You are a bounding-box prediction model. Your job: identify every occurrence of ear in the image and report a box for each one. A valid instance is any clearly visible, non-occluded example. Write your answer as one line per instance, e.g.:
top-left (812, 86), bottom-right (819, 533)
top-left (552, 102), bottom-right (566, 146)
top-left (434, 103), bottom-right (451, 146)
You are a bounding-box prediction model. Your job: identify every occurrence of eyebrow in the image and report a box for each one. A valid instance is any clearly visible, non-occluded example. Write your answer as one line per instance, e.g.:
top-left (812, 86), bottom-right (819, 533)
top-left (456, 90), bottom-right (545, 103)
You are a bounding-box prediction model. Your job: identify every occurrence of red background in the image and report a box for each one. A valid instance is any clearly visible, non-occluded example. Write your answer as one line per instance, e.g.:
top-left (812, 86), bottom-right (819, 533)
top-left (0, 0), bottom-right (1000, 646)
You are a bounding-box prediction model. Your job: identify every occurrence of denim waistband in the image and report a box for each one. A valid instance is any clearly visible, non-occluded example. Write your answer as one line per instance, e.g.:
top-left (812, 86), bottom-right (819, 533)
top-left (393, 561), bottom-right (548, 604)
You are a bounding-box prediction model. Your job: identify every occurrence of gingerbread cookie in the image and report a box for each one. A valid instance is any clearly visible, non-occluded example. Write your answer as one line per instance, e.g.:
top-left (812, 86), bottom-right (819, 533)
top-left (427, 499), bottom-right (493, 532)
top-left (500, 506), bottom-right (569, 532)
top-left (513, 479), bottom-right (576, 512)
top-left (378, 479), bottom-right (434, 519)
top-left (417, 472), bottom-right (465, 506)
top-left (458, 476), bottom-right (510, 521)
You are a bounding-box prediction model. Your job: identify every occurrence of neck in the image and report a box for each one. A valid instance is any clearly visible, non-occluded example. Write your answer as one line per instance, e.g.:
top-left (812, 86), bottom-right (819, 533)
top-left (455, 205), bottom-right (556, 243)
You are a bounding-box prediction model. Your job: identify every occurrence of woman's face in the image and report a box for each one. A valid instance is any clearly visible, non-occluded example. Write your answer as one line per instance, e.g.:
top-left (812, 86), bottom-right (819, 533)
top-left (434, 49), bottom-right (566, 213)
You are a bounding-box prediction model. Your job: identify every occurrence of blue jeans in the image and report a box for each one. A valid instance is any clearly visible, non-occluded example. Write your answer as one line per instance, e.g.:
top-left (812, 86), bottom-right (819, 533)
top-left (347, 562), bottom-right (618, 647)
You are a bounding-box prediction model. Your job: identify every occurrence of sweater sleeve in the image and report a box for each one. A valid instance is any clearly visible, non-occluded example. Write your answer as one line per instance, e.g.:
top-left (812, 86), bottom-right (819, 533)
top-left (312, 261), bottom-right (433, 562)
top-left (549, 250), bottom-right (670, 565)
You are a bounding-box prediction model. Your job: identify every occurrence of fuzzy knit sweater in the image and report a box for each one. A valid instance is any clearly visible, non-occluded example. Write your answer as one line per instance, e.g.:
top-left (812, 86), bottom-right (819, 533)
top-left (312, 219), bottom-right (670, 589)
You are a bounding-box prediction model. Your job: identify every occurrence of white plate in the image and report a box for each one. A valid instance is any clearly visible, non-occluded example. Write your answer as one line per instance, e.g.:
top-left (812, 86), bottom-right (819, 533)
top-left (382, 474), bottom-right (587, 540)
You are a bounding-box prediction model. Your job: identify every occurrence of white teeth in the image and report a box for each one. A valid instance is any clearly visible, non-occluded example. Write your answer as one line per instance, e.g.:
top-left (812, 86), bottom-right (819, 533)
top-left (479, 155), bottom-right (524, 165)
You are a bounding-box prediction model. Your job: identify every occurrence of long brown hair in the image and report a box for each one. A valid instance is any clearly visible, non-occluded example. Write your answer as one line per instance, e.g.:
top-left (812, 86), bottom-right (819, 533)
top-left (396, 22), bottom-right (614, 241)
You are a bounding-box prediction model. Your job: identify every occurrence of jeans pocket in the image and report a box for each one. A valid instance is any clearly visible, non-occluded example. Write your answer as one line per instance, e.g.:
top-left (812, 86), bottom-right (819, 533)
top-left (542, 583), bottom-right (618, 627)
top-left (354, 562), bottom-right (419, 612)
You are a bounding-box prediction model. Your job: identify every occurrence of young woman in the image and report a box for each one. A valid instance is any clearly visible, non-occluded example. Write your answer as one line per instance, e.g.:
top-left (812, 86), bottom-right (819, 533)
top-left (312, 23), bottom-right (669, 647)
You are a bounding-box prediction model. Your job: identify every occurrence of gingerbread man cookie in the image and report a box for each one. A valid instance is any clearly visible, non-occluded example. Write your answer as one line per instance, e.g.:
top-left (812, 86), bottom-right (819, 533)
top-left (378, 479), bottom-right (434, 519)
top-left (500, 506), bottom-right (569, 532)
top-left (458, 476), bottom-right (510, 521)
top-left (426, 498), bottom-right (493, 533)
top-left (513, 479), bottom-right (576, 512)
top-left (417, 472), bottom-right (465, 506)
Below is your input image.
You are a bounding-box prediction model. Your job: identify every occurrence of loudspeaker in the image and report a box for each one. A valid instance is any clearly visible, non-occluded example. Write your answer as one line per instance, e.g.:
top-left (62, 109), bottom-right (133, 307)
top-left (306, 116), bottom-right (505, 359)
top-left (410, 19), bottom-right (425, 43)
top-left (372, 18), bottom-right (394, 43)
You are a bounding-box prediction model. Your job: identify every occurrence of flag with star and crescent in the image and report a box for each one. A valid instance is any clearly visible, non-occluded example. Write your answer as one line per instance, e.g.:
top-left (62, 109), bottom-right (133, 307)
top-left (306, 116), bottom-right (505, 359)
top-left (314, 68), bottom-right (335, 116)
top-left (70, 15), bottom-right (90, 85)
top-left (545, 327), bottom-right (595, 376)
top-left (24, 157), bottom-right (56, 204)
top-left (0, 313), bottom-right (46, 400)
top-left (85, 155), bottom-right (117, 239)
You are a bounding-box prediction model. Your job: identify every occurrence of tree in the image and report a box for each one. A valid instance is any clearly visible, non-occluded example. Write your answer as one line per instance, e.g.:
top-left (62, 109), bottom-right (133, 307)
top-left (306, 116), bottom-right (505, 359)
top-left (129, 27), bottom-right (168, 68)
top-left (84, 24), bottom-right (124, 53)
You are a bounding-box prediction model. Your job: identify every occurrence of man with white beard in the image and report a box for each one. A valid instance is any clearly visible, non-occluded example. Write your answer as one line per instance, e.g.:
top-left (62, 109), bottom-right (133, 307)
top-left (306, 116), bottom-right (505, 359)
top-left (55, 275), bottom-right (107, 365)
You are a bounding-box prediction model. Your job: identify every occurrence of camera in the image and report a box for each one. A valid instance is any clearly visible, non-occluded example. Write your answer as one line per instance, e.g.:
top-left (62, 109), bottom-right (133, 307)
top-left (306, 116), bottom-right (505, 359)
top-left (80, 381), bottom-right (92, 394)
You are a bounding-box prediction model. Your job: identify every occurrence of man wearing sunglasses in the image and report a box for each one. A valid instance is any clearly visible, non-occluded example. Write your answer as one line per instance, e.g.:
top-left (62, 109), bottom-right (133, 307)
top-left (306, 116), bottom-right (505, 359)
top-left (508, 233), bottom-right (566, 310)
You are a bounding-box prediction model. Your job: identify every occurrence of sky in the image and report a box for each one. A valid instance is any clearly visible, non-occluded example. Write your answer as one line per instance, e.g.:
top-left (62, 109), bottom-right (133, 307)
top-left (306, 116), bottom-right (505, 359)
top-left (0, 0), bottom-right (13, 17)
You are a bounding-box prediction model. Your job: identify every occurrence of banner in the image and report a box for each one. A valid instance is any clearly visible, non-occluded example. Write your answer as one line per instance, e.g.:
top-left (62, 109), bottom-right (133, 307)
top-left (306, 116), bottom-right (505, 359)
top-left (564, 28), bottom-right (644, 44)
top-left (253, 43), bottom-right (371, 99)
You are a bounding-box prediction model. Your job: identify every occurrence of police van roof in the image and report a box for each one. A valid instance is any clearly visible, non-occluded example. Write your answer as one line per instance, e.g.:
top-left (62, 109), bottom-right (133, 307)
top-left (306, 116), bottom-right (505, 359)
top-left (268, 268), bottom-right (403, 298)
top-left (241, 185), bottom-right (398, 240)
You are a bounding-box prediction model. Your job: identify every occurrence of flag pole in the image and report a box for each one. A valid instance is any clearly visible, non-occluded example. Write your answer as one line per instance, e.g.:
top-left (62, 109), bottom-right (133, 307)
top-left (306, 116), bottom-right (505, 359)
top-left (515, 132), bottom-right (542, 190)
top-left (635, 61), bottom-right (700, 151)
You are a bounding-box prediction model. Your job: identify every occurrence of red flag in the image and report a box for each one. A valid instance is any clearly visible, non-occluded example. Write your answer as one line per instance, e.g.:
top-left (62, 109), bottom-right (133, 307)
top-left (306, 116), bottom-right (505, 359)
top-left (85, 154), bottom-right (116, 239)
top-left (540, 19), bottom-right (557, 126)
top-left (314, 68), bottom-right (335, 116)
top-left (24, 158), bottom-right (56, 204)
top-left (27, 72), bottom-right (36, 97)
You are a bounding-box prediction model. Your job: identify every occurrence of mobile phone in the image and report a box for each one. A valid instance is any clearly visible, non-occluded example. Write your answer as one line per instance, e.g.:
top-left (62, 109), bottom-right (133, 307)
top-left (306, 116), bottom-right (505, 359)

━━━━━━━━━━━━━━━━━━━━

**Stated problem**
Gather every line of the listing above that contains the string "with", treating uppercase and lowercase letters as different.

**Result**
You are a bounding-box prediction model. Your job: identify every occurrence of flag with star and crescent in the image and report a box for each one. A valid instance is any clearly visible, non-occluded example. Write your answer as one line per instance, e.g.:
You are a bounding-box prediction model. Your job: identify every occurrence of man with white beard in the image and report a box for each one. A valid instance is any clearly visible, non-occluded example. Write your answer as one line per instance, e.g.:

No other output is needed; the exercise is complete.